**Assignment 1:** Could you quote the weight-loss diary entry from "I don’t have" to "them or not."?
**Assignment 2:** Can you continue the weight-loss diary entry from where it ends?

**Source extract:**

Day 38 (I think) 268.4 lbs

Well the scale has started moving again.  Thank goodness.  I was almost a whole week with no real loss and I was starting to get worried.  I know I shouldn’t be a slave to the scale and I’m not in the sense that it doesn’t control what I eat or do, but I’ve gone through this drastic life change and I’d like to see some results.  Other than farting, that is.  I am SO gassy still, it’s not even funny.  And it doesn’t seem to matter what or when I eat it comes no matter what.  At least it isn’t painful anymore… just annoying.

I don’t have much to report.  I’m very down these last few days.  Money troubles (again or still? I can’t decide which is more accurate) but supposedly disability has all my paperwork and is reviewing my file.  I’m going to call on Monday to see if they’ve made a decision yet because the same day as I got that phone call I had been on the phone with someone who said they were still missing papers.  So I want to clarify if they’ve got them or not.

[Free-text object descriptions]
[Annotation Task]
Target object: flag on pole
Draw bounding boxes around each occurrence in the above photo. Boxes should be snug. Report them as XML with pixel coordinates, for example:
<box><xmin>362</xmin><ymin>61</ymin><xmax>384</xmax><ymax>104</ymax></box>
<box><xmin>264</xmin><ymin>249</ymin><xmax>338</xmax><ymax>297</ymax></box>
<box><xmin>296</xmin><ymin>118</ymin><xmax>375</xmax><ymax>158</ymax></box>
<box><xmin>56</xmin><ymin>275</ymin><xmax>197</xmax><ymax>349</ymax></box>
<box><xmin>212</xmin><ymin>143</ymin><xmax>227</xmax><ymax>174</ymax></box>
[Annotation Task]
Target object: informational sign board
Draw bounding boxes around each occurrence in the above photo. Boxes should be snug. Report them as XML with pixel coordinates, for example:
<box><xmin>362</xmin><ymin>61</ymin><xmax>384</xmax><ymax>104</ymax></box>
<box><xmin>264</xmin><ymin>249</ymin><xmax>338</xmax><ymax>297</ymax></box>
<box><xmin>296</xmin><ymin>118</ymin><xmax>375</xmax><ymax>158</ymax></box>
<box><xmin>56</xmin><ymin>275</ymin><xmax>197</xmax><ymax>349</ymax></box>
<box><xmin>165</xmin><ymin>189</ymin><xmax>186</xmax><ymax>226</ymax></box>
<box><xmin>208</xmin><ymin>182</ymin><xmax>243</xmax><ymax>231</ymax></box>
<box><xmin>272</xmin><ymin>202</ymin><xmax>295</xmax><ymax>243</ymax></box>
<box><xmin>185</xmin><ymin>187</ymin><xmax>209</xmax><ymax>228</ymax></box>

**Exercise result 1:**
I don’t have much to report.  I’m very down these last few days.  Money troubles (again or still? I can’t decide which is more accurate) but supposedly disability has all my paperwork and is reviewing my file.  I’m going to call on Monday to see if they’ve made a decision yet because the same day as I got that phone call I had been on the phone with someone who said they were still missing papers.  So I want to clarify if they’ve got them or not.

**Exercise result 2:**
A girl on my facebook asked me if I’d like to have some of her clothes that don’t fit her anymore.  I am happy to report I was able to say “no thanks” to the size 4x clothes, but happily accepted all the 2 and 3x clothes.  I haven’t got them yet, but I’m looking forward to it. 

I’m in such a bad mood lately.  I know part of it is being off my psych meds and part of it is being lonely but I just want to curl up in bed and sleep forever.  I am mourning the loss of food, too.  I’m kinda ticked at myself because I can’t do what I want or eat what I want anymore.  And I know it’s not healthy but I miss eating away my pain.  Now I can’t do that and I have no idea how to deal with the crap I’m going through. 

Well I’m going to stop here.  There’s no point rambling and getting myself more upset.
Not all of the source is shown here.